- _Instructions for the task_: Copy out every one of the records below, swapping the word "Endpoint" for "Route" each time it appears and leaving everything else unchanged.
[START]
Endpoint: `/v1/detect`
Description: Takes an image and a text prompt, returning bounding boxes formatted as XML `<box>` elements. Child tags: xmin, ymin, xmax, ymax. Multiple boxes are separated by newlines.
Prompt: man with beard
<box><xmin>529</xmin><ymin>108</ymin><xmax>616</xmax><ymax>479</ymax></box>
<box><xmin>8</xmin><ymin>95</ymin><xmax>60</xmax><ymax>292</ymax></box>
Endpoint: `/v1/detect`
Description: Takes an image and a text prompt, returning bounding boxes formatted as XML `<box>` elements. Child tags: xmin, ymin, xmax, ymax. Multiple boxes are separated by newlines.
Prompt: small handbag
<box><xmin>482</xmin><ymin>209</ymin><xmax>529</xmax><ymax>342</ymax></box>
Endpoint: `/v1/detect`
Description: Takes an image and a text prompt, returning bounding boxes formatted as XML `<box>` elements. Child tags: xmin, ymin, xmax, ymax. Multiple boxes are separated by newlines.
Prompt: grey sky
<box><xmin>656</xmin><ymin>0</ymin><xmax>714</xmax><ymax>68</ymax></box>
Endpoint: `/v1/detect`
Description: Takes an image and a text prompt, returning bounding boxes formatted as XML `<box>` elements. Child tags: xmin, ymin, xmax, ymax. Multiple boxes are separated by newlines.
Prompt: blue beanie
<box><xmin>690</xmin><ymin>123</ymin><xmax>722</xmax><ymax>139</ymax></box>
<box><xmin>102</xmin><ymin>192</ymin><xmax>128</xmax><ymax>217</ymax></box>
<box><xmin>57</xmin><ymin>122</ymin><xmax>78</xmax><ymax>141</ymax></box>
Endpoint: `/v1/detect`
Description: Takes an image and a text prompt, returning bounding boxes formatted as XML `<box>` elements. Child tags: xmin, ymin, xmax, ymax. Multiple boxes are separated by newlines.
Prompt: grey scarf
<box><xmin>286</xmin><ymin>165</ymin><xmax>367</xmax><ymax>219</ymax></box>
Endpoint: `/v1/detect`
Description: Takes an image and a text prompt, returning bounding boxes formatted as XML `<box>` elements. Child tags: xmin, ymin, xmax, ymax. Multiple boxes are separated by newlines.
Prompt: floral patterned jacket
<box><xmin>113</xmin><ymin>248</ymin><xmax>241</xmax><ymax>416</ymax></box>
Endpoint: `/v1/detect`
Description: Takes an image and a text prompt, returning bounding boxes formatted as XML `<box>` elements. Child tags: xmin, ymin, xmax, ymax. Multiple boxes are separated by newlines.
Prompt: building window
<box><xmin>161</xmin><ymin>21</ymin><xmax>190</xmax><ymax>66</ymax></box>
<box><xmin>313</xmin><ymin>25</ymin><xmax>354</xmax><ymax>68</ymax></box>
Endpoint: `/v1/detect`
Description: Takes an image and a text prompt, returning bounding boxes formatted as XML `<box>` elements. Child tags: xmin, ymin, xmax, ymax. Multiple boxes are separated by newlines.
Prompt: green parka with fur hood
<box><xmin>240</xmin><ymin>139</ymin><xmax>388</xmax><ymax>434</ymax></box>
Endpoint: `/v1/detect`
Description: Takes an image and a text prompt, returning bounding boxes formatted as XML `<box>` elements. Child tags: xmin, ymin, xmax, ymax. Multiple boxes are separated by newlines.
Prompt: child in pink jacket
[END]
- _Output of the task_:
Route: `/v1/detect`
Description: Takes an image and a text prompt, returning bounding boxes formatted as XML `<box>` elements. Child tags: xmin, ymin, xmax, ymax. Multiple boxes are separated by newlines.
Prompt: man with beard
<box><xmin>529</xmin><ymin>108</ymin><xmax>616</xmax><ymax>479</ymax></box>
<box><xmin>8</xmin><ymin>95</ymin><xmax>60</xmax><ymax>292</ymax></box>
Route: `/v1/detect`
Description: Takes an image and a text prompt, returning bounding boxes formatted as XML `<box>` elements. Child tags: xmin, ymin, xmax, ymax. Multiple boxes are separated by newlines.
Prompt: small handbag
<box><xmin>482</xmin><ymin>209</ymin><xmax>529</xmax><ymax>342</ymax></box>
Route: `/v1/detect`
Description: Takes an image and a text prompt, returning bounding boxes formatted as XML `<box>` elements. Child tags: xmin, ymin, xmax, ymax. Multiple boxes are separated by newlines.
Prompt: grey sky
<box><xmin>656</xmin><ymin>0</ymin><xmax>714</xmax><ymax>68</ymax></box>
Route: `/v1/detect`
Description: Takes an image and a text prompt, returning bounding boxes formatted as XML `<box>` elements. Child tags: xmin, ymin, xmax, ymax. Multiple boxes are separated by newlines.
Prompt: blue beanie
<box><xmin>690</xmin><ymin>123</ymin><xmax>722</xmax><ymax>139</ymax></box>
<box><xmin>102</xmin><ymin>192</ymin><xmax>128</xmax><ymax>217</ymax></box>
<box><xmin>57</xmin><ymin>122</ymin><xmax>78</xmax><ymax>141</ymax></box>
Route: `/v1/detect`
Description: Takes an image and a text prompt, returning bounding boxes formatted as XML `<box>` elements. Child tags: xmin, ymin, xmax, ymax. Multiple boxes are separated by newlines.
Prompt: grey scarf
<box><xmin>286</xmin><ymin>165</ymin><xmax>367</xmax><ymax>219</ymax></box>
Route: `/v1/detect`
Description: Takes an image and a text prompt, returning bounding boxes formatted as XML `<box>` elements. Child tags: xmin, ymin, xmax, ymax. Multiple boxes are separated by newlines.
Prompt: floral patterned jacket
<box><xmin>113</xmin><ymin>248</ymin><xmax>241</xmax><ymax>416</ymax></box>
Route: `/v1/detect`
Description: Takes an image and a text prompt, returning bounding boxes formatted as XML `<box>` elements. Child tags: xmin, ymin, xmax, ymax. Multiple boxes are separated by newlines.
Prompt: building window
<box><xmin>161</xmin><ymin>21</ymin><xmax>190</xmax><ymax>66</ymax></box>
<box><xmin>313</xmin><ymin>25</ymin><xmax>354</xmax><ymax>68</ymax></box>
Route: `/v1/detect`
Description: Takes an image and a text prompt, returning bounding boxes formatted as XML `<box>` elements. Child tags: xmin, ymin, xmax, ymax. Multiple boxes are separated by newlines.
Prompt: green parka with fur hood
<box><xmin>240</xmin><ymin>139</ymin><xmax>388</xmax><ymax>434</ymax></box>
Route: `/v1/detect`
Description: Takes an image and a text prompt, returning bounding boxes formatted as XML `<box>` elements. Child tags: xmin, ymin, xmax, ymax. Multiple boxes are separated by newlines.
Prompt: child in pink jacket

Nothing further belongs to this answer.